A word-for-word repeat of all the data is the goal.

--- Dataset records Enclosed Below ---

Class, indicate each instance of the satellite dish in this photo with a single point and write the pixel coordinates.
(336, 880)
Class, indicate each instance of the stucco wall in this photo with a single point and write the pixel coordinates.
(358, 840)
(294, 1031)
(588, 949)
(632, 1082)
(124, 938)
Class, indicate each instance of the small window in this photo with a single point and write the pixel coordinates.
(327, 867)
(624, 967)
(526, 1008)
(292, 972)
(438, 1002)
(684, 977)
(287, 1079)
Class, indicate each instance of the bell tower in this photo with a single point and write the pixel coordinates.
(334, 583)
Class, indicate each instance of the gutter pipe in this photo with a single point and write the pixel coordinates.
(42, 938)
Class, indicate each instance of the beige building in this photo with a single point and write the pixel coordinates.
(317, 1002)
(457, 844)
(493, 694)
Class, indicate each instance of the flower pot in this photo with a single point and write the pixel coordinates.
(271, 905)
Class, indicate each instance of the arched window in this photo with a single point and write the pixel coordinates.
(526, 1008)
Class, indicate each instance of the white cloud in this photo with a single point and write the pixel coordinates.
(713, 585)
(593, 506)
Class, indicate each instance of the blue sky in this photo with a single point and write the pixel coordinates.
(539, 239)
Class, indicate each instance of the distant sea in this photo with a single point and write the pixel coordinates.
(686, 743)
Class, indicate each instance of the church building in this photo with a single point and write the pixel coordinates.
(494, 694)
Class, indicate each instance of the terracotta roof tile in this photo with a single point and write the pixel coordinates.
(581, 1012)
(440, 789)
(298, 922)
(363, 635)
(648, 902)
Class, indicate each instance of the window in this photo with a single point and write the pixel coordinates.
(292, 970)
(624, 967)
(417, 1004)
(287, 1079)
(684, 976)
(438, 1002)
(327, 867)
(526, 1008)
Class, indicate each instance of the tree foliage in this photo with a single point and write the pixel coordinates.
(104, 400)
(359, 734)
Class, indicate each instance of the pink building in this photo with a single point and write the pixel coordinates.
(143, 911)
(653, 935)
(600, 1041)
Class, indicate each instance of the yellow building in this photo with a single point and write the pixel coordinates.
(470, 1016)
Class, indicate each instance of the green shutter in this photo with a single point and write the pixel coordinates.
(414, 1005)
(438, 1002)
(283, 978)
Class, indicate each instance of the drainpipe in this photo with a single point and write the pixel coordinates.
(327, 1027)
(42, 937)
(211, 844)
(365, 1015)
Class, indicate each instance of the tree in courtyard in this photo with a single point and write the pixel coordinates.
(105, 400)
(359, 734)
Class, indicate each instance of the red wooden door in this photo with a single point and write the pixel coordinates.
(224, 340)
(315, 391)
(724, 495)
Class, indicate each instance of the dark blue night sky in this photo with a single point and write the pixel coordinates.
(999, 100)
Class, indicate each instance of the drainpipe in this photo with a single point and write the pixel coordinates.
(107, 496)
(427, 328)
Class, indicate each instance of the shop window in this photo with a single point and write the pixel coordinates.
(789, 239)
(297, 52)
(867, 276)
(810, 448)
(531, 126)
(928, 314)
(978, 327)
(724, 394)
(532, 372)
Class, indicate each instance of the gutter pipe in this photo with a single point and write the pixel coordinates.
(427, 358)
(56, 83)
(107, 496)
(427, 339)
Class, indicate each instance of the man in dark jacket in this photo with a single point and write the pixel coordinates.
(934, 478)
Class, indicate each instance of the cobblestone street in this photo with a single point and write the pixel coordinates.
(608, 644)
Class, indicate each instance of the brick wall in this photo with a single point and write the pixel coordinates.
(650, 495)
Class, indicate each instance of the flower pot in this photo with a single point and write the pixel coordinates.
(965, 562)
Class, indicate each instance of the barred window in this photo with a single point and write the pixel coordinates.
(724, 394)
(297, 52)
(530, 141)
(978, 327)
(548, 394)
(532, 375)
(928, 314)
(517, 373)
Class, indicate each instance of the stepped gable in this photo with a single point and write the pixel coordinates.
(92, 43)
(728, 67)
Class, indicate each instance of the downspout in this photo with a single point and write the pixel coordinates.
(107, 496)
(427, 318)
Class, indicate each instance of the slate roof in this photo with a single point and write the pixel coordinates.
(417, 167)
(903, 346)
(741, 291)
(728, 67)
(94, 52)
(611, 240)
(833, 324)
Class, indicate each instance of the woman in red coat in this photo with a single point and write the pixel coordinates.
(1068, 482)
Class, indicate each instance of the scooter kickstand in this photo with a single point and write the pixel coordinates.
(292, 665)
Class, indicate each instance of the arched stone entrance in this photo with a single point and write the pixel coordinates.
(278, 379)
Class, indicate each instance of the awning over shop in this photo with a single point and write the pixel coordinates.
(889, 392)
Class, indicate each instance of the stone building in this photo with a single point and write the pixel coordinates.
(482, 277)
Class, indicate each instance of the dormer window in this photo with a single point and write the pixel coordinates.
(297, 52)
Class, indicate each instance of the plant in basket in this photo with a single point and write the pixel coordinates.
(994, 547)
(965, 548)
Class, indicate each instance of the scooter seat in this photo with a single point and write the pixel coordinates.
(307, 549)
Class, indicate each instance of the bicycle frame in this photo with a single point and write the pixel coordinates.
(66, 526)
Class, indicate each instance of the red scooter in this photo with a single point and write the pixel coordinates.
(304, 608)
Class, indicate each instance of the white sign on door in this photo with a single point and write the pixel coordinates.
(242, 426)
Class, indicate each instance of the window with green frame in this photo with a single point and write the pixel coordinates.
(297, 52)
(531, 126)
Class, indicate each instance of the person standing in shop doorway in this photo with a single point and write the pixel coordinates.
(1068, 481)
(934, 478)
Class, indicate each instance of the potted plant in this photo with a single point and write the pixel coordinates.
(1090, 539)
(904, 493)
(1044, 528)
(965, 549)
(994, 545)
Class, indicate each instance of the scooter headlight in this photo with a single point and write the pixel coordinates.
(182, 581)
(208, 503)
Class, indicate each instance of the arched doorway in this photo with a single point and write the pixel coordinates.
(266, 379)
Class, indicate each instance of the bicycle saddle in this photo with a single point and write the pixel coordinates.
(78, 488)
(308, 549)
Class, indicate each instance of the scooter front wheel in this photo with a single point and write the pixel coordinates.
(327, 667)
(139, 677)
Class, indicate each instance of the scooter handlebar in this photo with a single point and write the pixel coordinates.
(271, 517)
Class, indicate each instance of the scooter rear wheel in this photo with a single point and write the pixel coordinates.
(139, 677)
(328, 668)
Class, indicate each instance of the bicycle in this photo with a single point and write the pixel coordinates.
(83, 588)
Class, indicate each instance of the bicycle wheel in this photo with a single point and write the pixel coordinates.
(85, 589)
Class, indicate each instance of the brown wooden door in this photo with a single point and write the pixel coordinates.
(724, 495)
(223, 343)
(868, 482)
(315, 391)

--- End of Enclosed Dataset records ---

## Answer box
Class, indicate each instance of the satellite dish in this photo with a single point and write the pixel coordinates.
(336, 880)
Class, indicate each instance of the stucco wall in this photo with a single point and write the pixel coordinates.
(358, 840)
(294, 1031)
(588, 949)
(632, 1082)
(124, 938)
Class, indicate each instance of the small window in this photo with a single point and write the pixel coordinates.
(327, 867)
(624, 967)
(526, 1008)
(292, 972)
(438, 1002)
(684, 977)
(287, 1079)
Class, indicate each instance of the bell tower in this photo with a single point and write the pixel coordinates.
(334, 583)
Class, indicate each instance of the gutter pipe in this photo with a single point and write the pixel coordinates.
(42, 938)
Class, indicate each instance of the beige building in this photo with a single point and write the pixel coordinates.
(317, 1002)
(457, 844)
(493, 694)
Class, indicate each instance of the flower pot in this photo with a single point and write the pixel coordinates.
(271, 905)
Class, indicate each instance of the arched window in this photo with a single point and write the pixel coordinates.
(526, 1008)
Class, indicate each instance of the white cloud in this photo with a single point and write the pixel coordinates.
(713, 585)
(593, 506)
Class, indicate each instance of the blue sky in this photo with a single point and write the pixel coordinates.
(539, 239)
Class, indicate each instance of the distant sea in this photo with a single point and write the pixel coordinates.
(686, 743)
Class, indicate each instance of the church building in this photo with a single point and write the pixel coordinates.
(494, 694)
Class, indicate each instance of the terracotta roof tile in this photo with a single point and write the pixel coordinates.
(581, 1012)
(440, 789)
(298, 922)
(363, 635)
(648, 902)
Class, indicate each instance of the window in this photo with a single point and write the pixel coordinates.
(292, 970)
(624, 967)
(417, 1004)
(287, 1079)
(684, 976)
(438, 1002)
(327, 867)
(526, 1008)
Class, indicate each instance of the tree foliage in this photo with a single point and write the pixel coordinates.
(104, 400)
(359, 734)
Class, indicate each instance of the pink building in this photo with a single point and write the pixel coordinates.
(143, 911)
(653, 935)
(600, 1041)
Class, indicate each instance of the yellow building in this photo with a single point and write the pixel coordinates.
(470, 1016)
Class, indicate each instance of the green shutter in this photo with a single point and write the pixel coordinates.
(414, 1005)
(438, 1002)
(283, 978)
Class, indicate each instance of the drainpipe in this photo with a single point and write the pixel coordinates.
(327, 1027)
(42, 937)
(211, 844)
(365, 1015)
Class, indicate each instance of the tree in courtyard in this photo with a single point and write the pixel coordinates.
(105, 400)
(359, 734)
Class, indicate each instance of the red wooden door in this photo with a single point and write the pixel coordinates.
(224, 340)
(315, 391)
(724, 495)
Class, indicate each instance of the dark blue night sky in this photo with a single point and write the pixel coordinates.
(999, 100)
Class, indicate each instance of the drainpipe in this photo with a single point and write the pixel coordinates.
(107, 496)
(427, 328)
Class, indicate each instance of the shop window in this photo with a single point and write the pixel coordinates.
(789, 239)
(297, 52)
(867, 276)
(810, 448)
(531, 126)
(928, 314)
(978, 327)
(724, 394)
(532, 372)
Class, indicate each instance of the gutter pipe in this photo with a single point and write the pixel coordinates.
(427, 358)
(56, 83)
(107, 496)
(427, 339)
Class, indicate each instance of the man in dark jacket in this photo with a single point and write the pixel coordinates.
(934, 478)
Class, indicate each instance of the cobblestone street in this photo with a single point and write the pixel coordinates.
(608, 644)
Class, indicate each instance of the brick wall in this photo with a single point and write the pixel coordinates.
(650, 495)
Class, indicate each instance of the flower pot in this photo with a single point and write the pixel coordinates.
(965, 562)
Class, indicate each instance of the barred window in this photo with a single point and write the pixel coordinates.
(724, 394)
(297, 52)
(530, 141)
(978, 327)
(548, 394)
(532, 375)
(928, 314)
(517, 373)
Class, indicate each instance of the stepped gable in this photo with a single point and write the pixel coordinates.
(92, 43)
(728, 67)
Class, indicate each instance of the downspout in this photo with a single point and write the pixel coordinates.
(107, 496)
(427, 318)
Class, indicate each instance of the slate roof in this photo with a single point and write the pixel coordinates.
(417, 167)
(903, 346)
(741, 291)
(728, 67)
(94, 52)
(611, 240)
(833, 324)
Class, indicate each instance of the woman in red coat in this photo with a single point and write the pixel coordinates.
(1068, 482)
Class, indicate each instance of the scooter kickstand in this photo with a single point and write the pixel coordinates.
(292, 665)
Class, indicate each instance of the arched stone entrance in this photo with a single point and write the pixel coordinates.
(278, 379)
Class, indicate each instance of the awning over shop in this photo with a single point and write the pixel coordinates.
(889, 392)
Class, indicate each instance of the stone building in this photo with a single point and write the pixel coordinates.
(482, 277)
Class, indicate each instance of the dormer window in this photo with a single point and write the pixel coordinates.
(297, 52)
Class, indicate each instance of the plant in basket in this photo with a single point and write the pixel coordinates.
(994, 547)
(965, 548)
Class, indicate each instance of the scooter seat in this photo with a single point and write the pixel coordinates.
(307, 549)
Class, indicate each instance of the bicycle frame in this photo with a single point and write the pixel coordinates.
(66, 526)
Class, indicate each instance of the red scooter in this photo with a single point and write the pixel coordinates.
(304, 608)
Class, indicate each instance of the white sign on door in this photo with a single point and write the pixel coordinates.
(242, 426)
Class, indicate each instance of the window with green frame in this photo with a single point and write the pixel coordinates.
(297, 52)
(531, 126)
Class, indicate each instance of the person standing in shop doorway in this photo with a single point and write the pixel coordinates.
(1068, 481)
(934, 478)
Class, indicate each instance of the potted plant in this photo with a single point and write the pixel coordinates.
(1090, 539)
(904, 493)
(1044, 528)
(965, 549)
(994, 545)
Class, indicate each instance of the scooter headlight in this photo with a single point and write the pixel coordinates.
(182, 581)
(208, 503)
Class, indicate each instance of the arched doorway in this photo with a single point and write the pixel coordinates.
(266, 379)
Class, indicate each instance of the bicycle saddle in this photo with a single point and write the pixel coordinates.
(78, 488)
(308, 549)
Class, indicate each instance of the scooter front wheel in this photo with a single point and write the pixel coordinates.
(327, 667)
(139, 677)
Class, indicate each instance of the scooter handlebar in this photo with a single point and write the pixel coordinates.
(271, 517)
Class, indicate each instance of the scooter rear wheel in this photo with a single point and write the pixel coordinates.
(139, 677)
(328, 668)
Class, indicate each instance of the bicycle in this photo with a single point and write the pixel coordinates.
(83, 588)
Class, indicate each instance of the bicycle wheel in this photo with a single point and write the pixel coordinates.
(85, 589)
Class, indicate each instance of the brown wooden door in this photo with a single point and write the pixel coordinates.
(724, 495)
(223, 343)
(868, 482)
(315, 391)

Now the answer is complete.